__GIVEN DATA__:
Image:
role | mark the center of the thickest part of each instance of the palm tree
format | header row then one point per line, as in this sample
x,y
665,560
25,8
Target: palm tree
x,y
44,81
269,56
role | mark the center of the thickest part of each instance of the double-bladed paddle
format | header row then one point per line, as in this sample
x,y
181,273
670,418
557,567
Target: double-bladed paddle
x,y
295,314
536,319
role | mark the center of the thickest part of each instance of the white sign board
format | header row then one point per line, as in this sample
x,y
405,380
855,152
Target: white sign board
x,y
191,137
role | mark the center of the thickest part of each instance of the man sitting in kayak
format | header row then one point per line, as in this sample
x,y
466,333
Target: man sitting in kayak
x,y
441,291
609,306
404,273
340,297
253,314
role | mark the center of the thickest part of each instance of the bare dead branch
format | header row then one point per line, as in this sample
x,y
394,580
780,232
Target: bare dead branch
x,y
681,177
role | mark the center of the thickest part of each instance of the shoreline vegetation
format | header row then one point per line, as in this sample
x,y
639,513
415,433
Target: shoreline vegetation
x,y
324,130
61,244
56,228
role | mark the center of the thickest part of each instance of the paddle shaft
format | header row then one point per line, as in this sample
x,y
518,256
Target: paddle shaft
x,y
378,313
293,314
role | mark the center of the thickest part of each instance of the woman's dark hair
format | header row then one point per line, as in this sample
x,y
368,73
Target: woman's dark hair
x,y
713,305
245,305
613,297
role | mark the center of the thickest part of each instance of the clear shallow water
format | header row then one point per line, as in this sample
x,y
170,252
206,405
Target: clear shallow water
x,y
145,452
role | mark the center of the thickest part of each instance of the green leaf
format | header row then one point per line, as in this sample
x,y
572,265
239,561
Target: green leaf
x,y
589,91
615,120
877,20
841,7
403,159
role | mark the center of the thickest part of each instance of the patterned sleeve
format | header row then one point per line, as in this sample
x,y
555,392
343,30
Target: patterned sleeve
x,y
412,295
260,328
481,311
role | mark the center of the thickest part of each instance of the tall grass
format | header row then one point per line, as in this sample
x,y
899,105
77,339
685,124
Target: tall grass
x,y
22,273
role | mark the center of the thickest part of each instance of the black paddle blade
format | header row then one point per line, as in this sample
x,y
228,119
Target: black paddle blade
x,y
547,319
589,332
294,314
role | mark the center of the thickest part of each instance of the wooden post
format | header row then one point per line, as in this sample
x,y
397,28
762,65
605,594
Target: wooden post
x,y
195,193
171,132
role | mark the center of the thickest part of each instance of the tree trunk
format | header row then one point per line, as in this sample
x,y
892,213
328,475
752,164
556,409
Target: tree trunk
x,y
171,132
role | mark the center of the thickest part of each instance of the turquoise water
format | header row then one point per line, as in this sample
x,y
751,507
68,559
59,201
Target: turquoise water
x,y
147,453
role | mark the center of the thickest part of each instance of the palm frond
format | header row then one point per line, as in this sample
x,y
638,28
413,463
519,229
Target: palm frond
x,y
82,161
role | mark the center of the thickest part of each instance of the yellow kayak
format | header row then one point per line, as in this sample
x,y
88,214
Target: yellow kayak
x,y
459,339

__SET EXERCISE__: Copy out all of the records above line for line, with no changes.

__COMPLETE ANSWER__:
Image:
role | mark the center of the thickest part of each instance of the palm tree
format | header row then one point per line, as in this sample
x,y
665,560
25,8
Target: palm tree
x,y
44,81
269,56
role | mark the center of the thickest part of each instance of the double-bladed paddle
format | header row then one point per line, as in this sample
x,y
181,273
670,418
557,567
Target: double-bladed paddle
x,y
295,314
536,319
role | mark the center of the thickest part of each instance of the white sign board
format | header row then one point per line, as in this sample
x,y
405,380
855,152
Target: white sign board
x,y
191,137
role | mark the center of the thickest part of each instance of the man sitting in kayak
format | header row then one point per line, as in this sample
x,y
466,333
Target: man sitting in kayak
x,y
441,291
609,306
404,273
340,297
253,314
role | mark the center of the thickest part of each instance of the bare dead branch
format | header row then one point per line, as in this sample
x,y
394,580
780,232
Target: bare dead branch
x,y
681,177
role | mark the center of the thickest part of each instance of the shoreline vegetation
format | header row then one point per line, as in this sample
x,y
639,513
415,433
Target: shoreline vegetation
x,y
324,130
61,244
56,228
role | mark the center of the thickest part of each instance of the paddle shaft
format | header row then one point per line, as in this sample
x,y
518,256
Target: paddle shaft
x,y
378,313
293,314
role | mark the center of the thickest part of each instance of the woman's dark hair
format | header row then one point per line, as in this sample
x,y
368,73
Target: woman's dark hair
x,y
713,305
245,305
613,297
role | mark the center of the thickest part of each instance of the clear shallow water
format | header row then one point per line, as in this sample
x,y
170,252
206,405
Target: clear shallow water
x,y
145,452
role | mark the center of the thickest part of each instance of the green leaf
format | header row then one point per line, as in this sample
x,y
572,265
239,561
Target: green leaf
x,y
589,91
615,120
877,20
841,7
403,159
role | mark the center of the thickest part of each instance of the patterned sleeve
format | header row then one point per line, as in this sample
x,y
555,392
343,30
Target: patterned sleeve
x,y
412,295
260,328
481,311
role | mark the center of the thickest part of each instance of the tall grass
format | header row then one point per line, as in this sample
x,y
899,105
77,339
685,124
Target: tall grass
x,y
22,273
role | mark the center of the thickest part of each instance of the black paddle blade
format | header row then one point per line, as in this sample
x,y
228,119
Target: black paddle blade
x,y
547,319
589,332
294,314
role | mark the center of the thickest part of each instance of the wooden post
format | header row then one point per line, as in this sample
x,y
397,28
762,65
605,594
Target: wooden post
x,y
195,193
171,132
role | mark the center of the thickest part of each instance of the tree trunk
format | header row then one point per line, as in this sample
x,y
892,213
328,475
752,164
556,409
Target: tree trunk
x,y
171,132
role | mark the center of the thickest part of each instance of the turquoise water
format | header row then one point per line, as in this sample
x,y
751,507
68,559
59,201
Target: turquoise water
x,y
147,453
role | mark the center of the thickest part of each instance of the palm frond
format | header row then one point per line, as in this sample
x,y
638,28
413,463
519,229
Target: palm frond
x,y
82,161
role | mark the center of the thickest part of each instance of the yellow kayak
format | header row then one point per line, as in this sample
x,y
88,214
Target: yellow kayak
x,y
459,339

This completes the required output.